Extrait.
C.      ANALYSE ET DÉCISION

 

[20]   L’avocat des appelants a fait valoir que les cotisations établies à l’égard des appelants devraient être annulées parce que les cotisations sous‑jacentes sont dénuées de fondement. Selon l’avocat des appelants, il existe des précédents permettant d’affirmer qu’un particulier peut contester une cotisation « en cascade » même si aucun avis d’opposition n’a été produit relativement à la cotisation sous‑jacente initiale.

 

[21]   L’avocat des appelants affirme que la question essentielle à trancher est celle de savoir si Jarnail Thandi a fait preuve du degré de soin, d’habileté et de diligence qu’une personne raisonnable aurait exercé dans les mêmes circonstances.

 

[22]   À l’appui de ce moyen, l’avocat des appelants a renvoyé à la décision Soper v. The Queen, 97 DTC 5407, rendue par M. le juge Robertson.

 

[23]   Il a déclaré que cette décision permettait d’énoncer les principes suivants :

 

         1.       L’administrateur ne doit pas être assimilé à un fiduciaire.

 

2.       L’administrateur n’a pas besoin de manifester, dans l’exercice de ses fonctions, un degré de compétence et de soin supérieur à ce qu’on peut attendre d’une personne ayant ses connaissances ou son expérience.

 

3.       L’administrateur n’est pas obligé de consacrer son attention en permanence aux affaires de la société.

 

4.       L’administrateur peut à juste titre compter sur les dirigeants de la société pour s’acquitter des fonctions qui leur ont été déléguées, sauf s’il a des motifs d’avoir des soupçons.

 

[24]   L’avocat des appelants a soutenu que Jarnail Thandi avait rempli l’obligation qui lui incombait aux termes de l’article 227.1 de la Loi et qu’il ne devait donc pas faire l’objet d’une cotisation à titre d’administrateur d’AC Vinyl. Il conclut que, comme la cotisation établie à l’égard de Jarnail Thandi en application de l’article 227.1 de la Loi est irrégulière, il convient d’annuler les cotisations « en cascade » établies à l’égard des appelants.

 

[25]   L’avocate de l’intimée a signalé qu’en l’espèce, il s’agit d’une cotisation [traduction] « en trois couches », la première cotisation visant AC Vinyl, la deuxième visant Jarnail Thandi et la troisième visant chacun des appelants conformément à l’article 160 de la Loi.

Les consignes.
A – Dans l'extrait sur les cotisations « en cascade », à quelle décision l'avocat des appelants a-t-il renvoyé à l'appui de son moyen ?
B – Veuillez poursuivre l'extrait sur les cotisations « en cascade » à partir de sa dernière phrase.

Données fournies.
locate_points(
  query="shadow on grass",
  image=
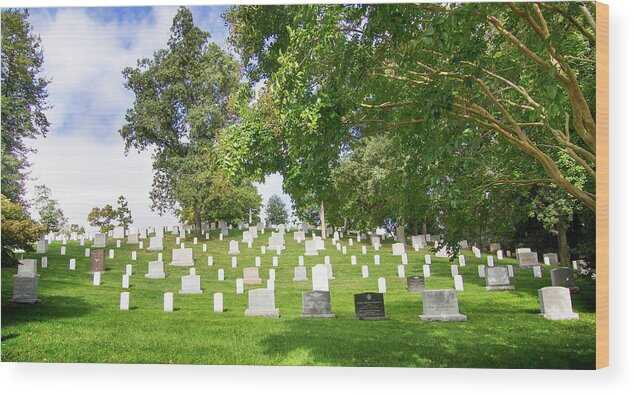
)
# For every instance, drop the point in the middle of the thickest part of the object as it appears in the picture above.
(420, 344)
(51, 308)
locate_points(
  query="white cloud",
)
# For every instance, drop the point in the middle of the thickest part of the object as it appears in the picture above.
(82, 159)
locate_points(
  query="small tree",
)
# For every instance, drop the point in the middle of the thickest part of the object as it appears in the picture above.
(51, 215)
(276, 210)
(123, 213)
(102, 218)
(80, 230)
(18, 230)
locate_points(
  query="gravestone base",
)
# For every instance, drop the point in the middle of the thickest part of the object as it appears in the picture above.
(331, 315)
(155, 275)
(182, 263)
(443, 318)
(384, 318)
(25, 290)
(500, 288)
(190, 291)
(262, 313)
(560, 317)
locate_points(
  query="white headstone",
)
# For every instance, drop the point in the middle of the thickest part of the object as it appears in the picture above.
(300, 274)
(168, 302)
(155, 270)
(239, 286)
(311, 248)
(365, 273)
(125, 281)
(458, 283)
(218, 302)
(461, 260)
(124, 302)
(156, 244)
(556, 304)
(490, 261)
(320, 278)
(182, 257)
(382, 286)
(190, 285)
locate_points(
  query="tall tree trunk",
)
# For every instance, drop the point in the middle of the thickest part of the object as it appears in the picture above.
(322, 219)
(197, 223)
(562, 239)
(400, 233)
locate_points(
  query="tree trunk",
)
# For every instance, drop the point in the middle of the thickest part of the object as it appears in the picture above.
(197, 223)
(322, 219)
(400, 233)
(564, 248)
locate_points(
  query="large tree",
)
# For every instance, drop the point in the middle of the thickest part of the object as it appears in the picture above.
(276, 211)
(102, 218)
(23, 99)
(183, 99)
(51, 214)
(123, 213)
(19, 231)
(517, 76)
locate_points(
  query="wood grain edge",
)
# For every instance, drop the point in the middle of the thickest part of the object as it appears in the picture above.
(603, 210)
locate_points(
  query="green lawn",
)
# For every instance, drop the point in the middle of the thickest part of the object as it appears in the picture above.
(78, 322)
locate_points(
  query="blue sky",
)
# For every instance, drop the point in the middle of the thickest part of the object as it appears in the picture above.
(85, 49)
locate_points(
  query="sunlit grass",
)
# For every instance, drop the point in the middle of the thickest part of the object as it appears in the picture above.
(77, 322)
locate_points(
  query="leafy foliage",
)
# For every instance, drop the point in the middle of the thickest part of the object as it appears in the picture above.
(123, 213)
(24, 97)
(51, 215)
(19, 231)
(102, 218)
(276, 211)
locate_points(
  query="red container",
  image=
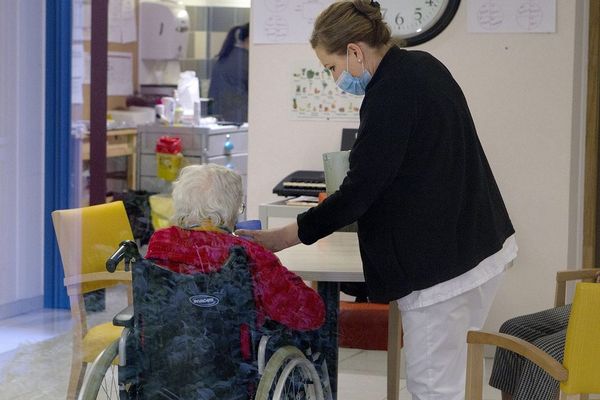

Réponses par consigne.
A – À la décision Soper v. The Queen, 97 DTC 5407, rendue par M. le juge Robertson.

B –
[26]   L’avocate de l’intimée a affirmé qu’il était loisible aux appelants de contester les cotisations établies à l’égard d’AC Vinyl. Cependant, les actes de procédure sont muets sur ce point.

 

[27]   L’avocate de l’intimée a renvoyé à l’arrêt Gaucher v. The Queen, 2000 DTC 6678, et a avancé que, selon les tribunaux, les contribuables doivent pouvoir examiner les [traduction] « cotisations sous‑jacentes ou initiales » pour s’assurer que l’impôt fédéral, l’impôt provincial, les pénalités et l’intérêt ont fait l’objet d’une cotisation exacte de sorte que la personne subséquente puisse être certaine du bien‑fondé de la cotisation. L’avocate s’est toutefois demandée si la Cour pouvait examiner la cotisation établie à l’égard de Jarnail Thandi au moment de statuer sur la validité de la cotisation établie en application de l’article 160 à l’égard des appelants.

 

[28]   Je me suis penché sur les précédents invoqués par l’avocate. Dans l’arrêt Gaucher (précité), au paragraphe 1, M. le juge Rothstein tient les propos suivants au nom de la Cour :

 

[1]       Il s’agit en l’espèce de décider si un contribuable imposé suivant une cotisation établie à titre dérivé en application du paragraphe 160(1) de la Loi de l’impôt sur le revenu peut s’opposer à cette dernière en contestant la cotisation primaire sur laquelle se fonde la cotisation dérivée.

 

Au paragraphe 7, le juge Rothstein déclare :

 

[7]       Lorsque le ministre établit une cotisation à titre dérivé en application du paragraphe 160(1), il invoque une disposition législative particulière qui l’autorise à demander paiement à une seconde personne pour la cotisation d’impôt visant un premier contribuable. Cette seconde personne doit jouir d’un plein droit de défense pour contester la cotisation établie à son endroit, y compris celui d’attaquer la cotisation primaire sur laquelle se fonde la cotisation touchant la seconde personne.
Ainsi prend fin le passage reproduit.